**Source data**
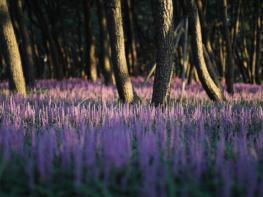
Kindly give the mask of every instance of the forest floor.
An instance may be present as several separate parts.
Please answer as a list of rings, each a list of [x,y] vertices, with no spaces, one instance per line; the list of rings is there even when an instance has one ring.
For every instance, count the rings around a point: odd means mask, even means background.
[[[165,108],[133,79],[139,105],[81,79],[0,83],[0,196],[263,196],[263,86],[212,103],[172,83]]]

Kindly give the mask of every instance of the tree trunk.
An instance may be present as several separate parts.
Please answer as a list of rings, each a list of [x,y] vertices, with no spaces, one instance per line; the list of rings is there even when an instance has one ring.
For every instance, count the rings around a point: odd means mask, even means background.
[[[256,83],[257,84],[261,84],[260,81],[260,71],[263,73],[263,68],[262,68],[262,64],[261,64],[261,60],[262,60],[262,52],[261,52],[261,48],[262,48],[262,16],[261,16],[261,10],[262,10],[262,6],[260,4],[260,1],[257,1],[257,47],[256,47]]]
[[[215,84],[221,88],[221,84],[219,81],[218,72],[216,70],[216,64],[212,61],[211,57],[214,56],[213,49],[211,46],[211,31],[213,29],[212,24],[208,24],[206,20],[206,6],[204,5],[204,1],[196,0],[196,6],[199,13],[200,24],[201,24],[201,31],[202,31],[202,40],[204,46],[204,55],[205,61],[207,65],[208,72],[215,82]]]
[[[123,1],[124,7],[124,31],[126,34],[126,59],[131,73],[136,73],[137,50],[134,26],[134,15],[131,0]]]
[[[197,7],[197,10],[198,10],[198,13],[199,13],[201,31],[203,32],[202,33],[202,39],[203,39],[203,42],[206,45],[206,43],[209,42],[207,34],[209,34],[208,31],[210,29],[208,28],[208,24],[207,24],[206,18],[205,18],[204,2],[203,2],[203,0],[195,0],[195,2],[196,2],[196,7]]]
[[[221,35],[219,36],[219,43],[218,43],[218,47],[219,47],[219,64],[218,64],[218,70],[219,70],[219,76],[220,79],[225,78],[224,74],[225,74],[225,68],[226,68],[226,58],[225,58],[225,45],[224,45],[224,41]]]
[[[133,91],[125,57],[121,0],[104,0],[104,3],[110,34],[113,71],[119,97],[122,102],[133,103],[137,97]]]
[[[232,40],[232,51],[233,51],[233,56],[234,56],[234,50],[236,48],[236,43],[237,43],[237,34],[240,29],[240,12],[241,12],[241,0],[237,0],[237,2],[233,1],[232,2],[236,7],[235,7],[235,16],[234,16],[234,25],[232,27],[232,33],[231,33],[231,40]],[[233,6],[234,6],[233,5]]]
[[[84,7],[84,20],[85,20],[85,62],[86,62],[86,73],[88,79],[91,81],[97,80],[97,64],[96,64],[96,45],[95,37],[92,35],[91,21],[90,21],[90,9],[91,9],[91,0],[83,0]]]
[[[35,83],[35,71],[34,71],[34,60],[31,41],[29,38],[29,32],[25,24],[25,16],[23,13],[22,0],[14,1],[15,11],[17,14],[17,22],[19,26],[19,33],[22,38],[22,48],[24,54],[24,74],[26,84],[30,87],[34,86]]]
[[[0,31],[2,34],[2,45],[5,49],[6,62],[10,71],[10,89],[26,95],[21,57],[6,0],[0,0]]]
[[[88,79],[95,82],[98,78],[98,73],[97,73],[97,61],[96,61],[96,40],[94,36],[91,37],[90,44],[87,47],[88,47],[87,50]]]
[[[98,20],[100,28],[100,60],[99,64],[102,67],[105,85],[114,83],[114,76],[112,73],[110,62],[110,41],[107,33],[107,22],[105,17],[105,9],[102,0],[97,0]]]
[[[259,1],[255,1],[255,15],[253,38],[252,38],[252,53],[251,53],[251,82],[260,83],[260,59],[261,59],[261,8]]]
[[[227,0],[221,0],[222,3],[222,20],[224,24],[224,37],[226,43],[226,89],[230,94],[234,93],[234,57],[230,41],[230,34],[227,22]]]
[[[173,1],[157,1],[157,67],[153,85],[152,103],[167,102],[173,75]]]
[[[221,83],[218,77],[218,72],[215,69],[215,65],[213,64],[210,54],[208,52],[208,50],[206,49],[206,46],[203,44],[203,51],[204,51],[204,57],[205,57],[205,63],[207,66],[207,70],[209,75],[211,76],[212,80],[214,81],[214,83],[217,85],[217,87],[221,88]]]
[[[198,77],[209,98],[214,101],[222,101],[224,100],[224,95],[221,89],[217,87],[212,80],[206,67],[200,20],[198,10],[194,1],[187,0],[187,12],[190,17],[189,27],[192,36],[191,43],[193,50],[193,59],[195,62],[196,70],[198,72]]]

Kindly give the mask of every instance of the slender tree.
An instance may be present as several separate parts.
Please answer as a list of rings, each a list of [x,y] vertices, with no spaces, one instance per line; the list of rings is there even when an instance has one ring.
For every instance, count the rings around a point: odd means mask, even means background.
[[[152,103],[167,102],[173,74],[173,1],[157,1],[157,67],[153,85]]]
[[[34,60],[33,60],[33,51],[30,41],[30,35],[25,23],[25,15],[23,12],[23,2],[22,0],[16,0],[14,3],[14,10],[17,14],[17,22],[19,28],[19,34],[22,38],[22,51],[24,55],[24,74],[26,84],[28,86],[33,86],[35,82],[35,69],[34,69]],[[22,53],[21,53],[22,54]]]
[[[198,9],[194,0],[186,0],[186,10],[189,15],[189,29],[191,33],[191,45],[193,59],[198,73],[198,77],[210,99],[214,101],[224,100],[224,95],[219,87],[212,80],[205,63],[202,31]]]
[[[251,82],[260,84],[260,61],[261,61],[261,7],[260,2],[254,2],[255,14],[253,24],[253,46],[251,54]]]
[[[114,75],[110,62],[110,41],[107,33],[107,22],[102,0],[97,0],[98,20],[100,28],[100,65],[104,76],[105,85],[113,84]]]
[[[121,0],[104,0],[104,3],[110,34],[113,71],[119,97],[122,102],[133,103],[138,97],[133,90],[125,57]]]
[[[0,33],[10,71],[9,87],[11,90],[25,95],[26,87],[22,63],[6,0],[0,0]]]
[[[85,20],[85,48],[86,48],[86,73],[88,79],[91,81],[97,80],[97,63],[96,63],[96,45],[95,45],[95,37],[92,34],[91,28],[91,14],[90,9],[92,6],[92,0],[83,0],[83,8],[84,8],[84,20]]]
[[[225,38],[225,44],[226,44],[226,87],[227,92],[230,94],[234,93],[234,57],[233,57],[233,51],[230,41],[230,33],[229,33],[229,27],[228,27],[228,14],[227,14],[227,0],[221,0],[222,5],[222,20],[224,24],[224,38]]]
[[[132,0],[124,0],[124,32],[126,35],[126,59],[130,72],[136,73],[137,49],[136,49],[136,32],[134,25],[134,2]]]

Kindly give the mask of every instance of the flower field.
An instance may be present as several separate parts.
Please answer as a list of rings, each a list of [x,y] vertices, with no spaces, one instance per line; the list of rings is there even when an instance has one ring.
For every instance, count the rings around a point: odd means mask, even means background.
[[[262,86],[212,103],[174,80],[154,108],[152,82],[133,81],[138,105],[81,79],[1,94],[0,196],[263,196]]]

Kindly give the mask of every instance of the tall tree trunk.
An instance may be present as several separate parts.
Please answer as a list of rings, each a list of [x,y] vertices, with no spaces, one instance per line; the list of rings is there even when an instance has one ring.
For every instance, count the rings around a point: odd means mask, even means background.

**Try it**
Copy every line above exactly; images stay out.

**Task response**
Kindly give the mask of every instance of the forest floor.
An instance may be present as several separate parts.
Please answer as a list of rings, each a list of [x,y] vertices, with no spaces, one instance per line; the list of rings is there even when an instance has one ring.
For every instance, count the rings around a point: odd means mask, even means background.
[[[165,108],[133,79],[139,105],[81,79],[0,83],[0,196],[263,196],[263,86],[212,103],[172,83]]]

Kindly give the mask of every instance of the tree trunk.
An instance may be present as several separate parts.
Please answer as a list of rings, each a list of [x,y] vertices, with no spaces, one instance per line; the list of rings is there even when an instance has one ring.
For every instance, count the rings around a point: odd means mask, even means background.
[[[256,83],[257,84],[261,84],[260,81],[260,71],[263,73],[263,68],[262,68],[262,64],[261,64],[261,60],[262,60],[262,52],[261,52],[261,48],[262,48],[262,16],[261,16],[261,10],[262,10],[262,6],[260,4],[260,1],[257,1],[257,47],[256,47]]]
[[[215,84],[221,88],[221,84],[219,81],[218,72],[216,70],[216,64],[212,61],[211,57],[214,56],[213,49],[211,46],[211,31],[213,29],[212,24],[208,24],[206,20],[206,6],[204,5],[204,1],[196,0],[196,6],[199,13],[200,24],[201,24],[201,31],[202,31],[202,40],[204,46],[204,55],[205,61],[207,65],[208,72],[215,82]]]
[[[123,1],[124,7],[124,31],[126,34],[126,59],[131,73],[136,73],[137,50],[134,26],[134,15],[131,0]]]
[[[197,7],[197,10],[198,10],[198,13],[199,13],[201,31],[203,32],[202,33],[202,39],[203,39],[203,42],[206,45],[206,43],[209,42],[207,34],[209,34],[208,31],[210,29],[208,28],[208,24],[207,24],[206,18],[205,18],[204,2],[203,2],[203,0],[195,0],[195,2],[196,2],[196,7]]]
[[[221,35],[219,36],[219,43],[218,43],[218,47],[219,47],[219,64],[218,64],[218,70],[219,70],[219,76],[220,79],[225,78],[224,74],[225,74],[225,68],[226,68],[226,58],[225,58],[225,45],[224,45],[224,41]]]
[[[133,91],[125,57],[121,0],[104,0],[104,3],[110,34],[113,71],[119,97],[122,102],[133,103],[137,97]]]
[[[232,40],[232,51],[233,51],[233,56],[234,56],[234,50],[236,48],[236,43],[237,43],[237,34],[240,29],[240,12],[241,12],[241,0],[237,0],[237,2],[233,1],[232,2],[236,7],[235,7],[235,16],[234,16],[234,25],[232,27],[232,33],[231,33],[231,40]],[[233,6],[234,6],[233,5]]]
[[[84,7],[84,20],[85,20],[85,62],[86,62],[86,73],[88,79],[91,81],[97,80],[97,64],[96,64],[96,45],[95,37],[92,35],[91,21],[90,21],[90,9],[91,9],[91,0],[83,0]]]
[[[35,83],[35,71],[34,71],[34,60],[31,41],[29,38],[29,32],[25,24],[25,16],[23,13],[22,0],[14,1],[15,11],[17,14],[17,22],[19,26],[19,33],[22,38],[22,48],[24,54],[24,74],[26,84],[30,87],[34,86]]]
[[[0,31],[2,34],[2,45],[5,49],[6,62],[10,71],[10,89],[26,95],[21,57],[6,0],[0,0]]]
[[[88,79],[95,82],[98,78],[98,73],[97,73],[97,61],[96,61],[96,40],[94,36],[91,37],[90,44],[87,47],[88,47],[87,50]]]
[[[98,20],[100,28],[100,60],[99,64],[102,67],[105,85],[114,83],[114,76],[112,73],[110,62],[110,41],[107,33],[107,22],[105,17],[105,9],[102,0],[97,0]]]
[[[259,1],[255,1],[255,15],[253,38],[252,38],[252,53],[251,53],[251,82],[260,83],[260,59],[261,59],[261,8]]]
[[[227,0],[221,0],[222,3],[222,20],[224,24],[224,37],[226,43],[226,89],[230,94],[234,93],[234,57],[230,41],[230,34],[227,22]]]
[[[173,1],[157,1],[157,67],[153,85],[152,103],[167,102],[173,75]]]
[[[221,83],[218,77],[218,72],[215,69],[215,65],[213,64],[210,54],[208,52],[208,50],[206,49],[206,46],[203,44],[203,51],[204,51],[204,57],[205,57],[205,63],[207,66],[207,70],[209,75],[211,76],[212,80],[214,81],[214,83],[217,85],[217,87],[221,88]]]
[[[198,77],[209,98],[214,101],[222,101],[224,100],[224,95],[221,89],[217,87],[212,80],[206,67],[200,20],[198,10],[194,1],[187,0],[187,12],[190,17],[189,27],[192,36],[191,43],[193,50],[193,59],[195,62],[196,70],[198,72]]]

Kindly give the mask of every instance of the slender tree.
An instance may be present as several separate parts.
Please answer as a list of rings, each a list of [x,y] vertices, with no spaces, one instance per line; the list of rings is there even when an instance has one ring.
For every instance, count the rings around a point: odd means mask, even means background.
[[[152,103],[167,102],[173,74],[173,1],[157,1],[157,67],[153,85]]]
[[[34,60],[33,60],[33,51],[30,41],[30,35],[25,23],[25,15],[23,12],[23,2],[22,0],[16,0],[14,3],[14,10],[17,14],[17,22],[19,28],[19,34],[22,38],[22,51],[24,55],[24,74],[26,84],[28,86],[33,86],[35,82],[35,69],[34,69]],[[22,53],[21,53],[22,54]]]
[[[198,9],[194,0],[186,0],[186,10],[189,15],[189,29],[191,33],[191,45],[193,59],[198,73],[198,77],[210,99],[214,101],[224,100],[224,95],[219,87],[212,80],[205,63],[202,31]]]
[[[251,82],[260,84],[260,61],[261,61],[261,7],[260,2],[254,2],[255,14],[253,24],[253,46],[251,54]]]
[[[114,75],[110,62],[110,41],[107,33],[107,22],[102,0],[97,0],[98,20],[100,28],[100,65],[104,76],[105,85],[113,84]]]
[[[121,0],[104,0],[104,3],[110,34],[113,71],[119,97],[122,102],[133,103],[138,97],[133,90],[125,57]]]
[[[0,33],[10,71],[9,87],[11,90],[25,95],[26,87],[22,63],[6,0],[0,0]]]
[[[85,20],[85,48],[86,48],[86,73],[88,79],[91,81],[97,80],[97,63],[96,63],[96,45],[95,45],[95,37],[92,34],[91,28],[91,14],[90,9],[92,6],[92,0],[83,0],[83,8],[84,8],[84,20]]]
[[[225,38],[225,44],[226,44],[226,87],[227,92],[230,94],[234,93],[234,57],[233,57],[233,51],[230,41],[230,33],[229,33],[229,27],[228,27],[228,14],[227,14],[227,0],[221,0],[222,5],[222,20],[224,24],[224,38]]]
[[[132,0],[124,0],[124,32],[126,35],[126,59],[130,72],[136,73],[137,49],[136,49],[136,32],[134,25],[134,2]]]

Kindly give the mask of every instance of the flower field.
An instance may be present as several separate parts.
Please answer as a list of rings, each a list of [x,y] vertices, with no spaces, one instance per line; the list of rings is there even when an instance has one ring.
For every instance, count the rings around a point: odd means mask, even means background.
[[[262,86],[212,103],[174,80],[154,108],[152,82],[133,81],[138,105],[81,79],[1,94],[0,196],[263,196]]]

Kindly give the mask of every instance of the tall tree trunk.
An instance may be present as several separate parts.
Please answer as a list of rings, each a list of [x,y] vertices, with no spaces, one instance per line; the list of rings is there even when an instance has one ring.
For every instance, count the rings around a point: odd means mask, even means background.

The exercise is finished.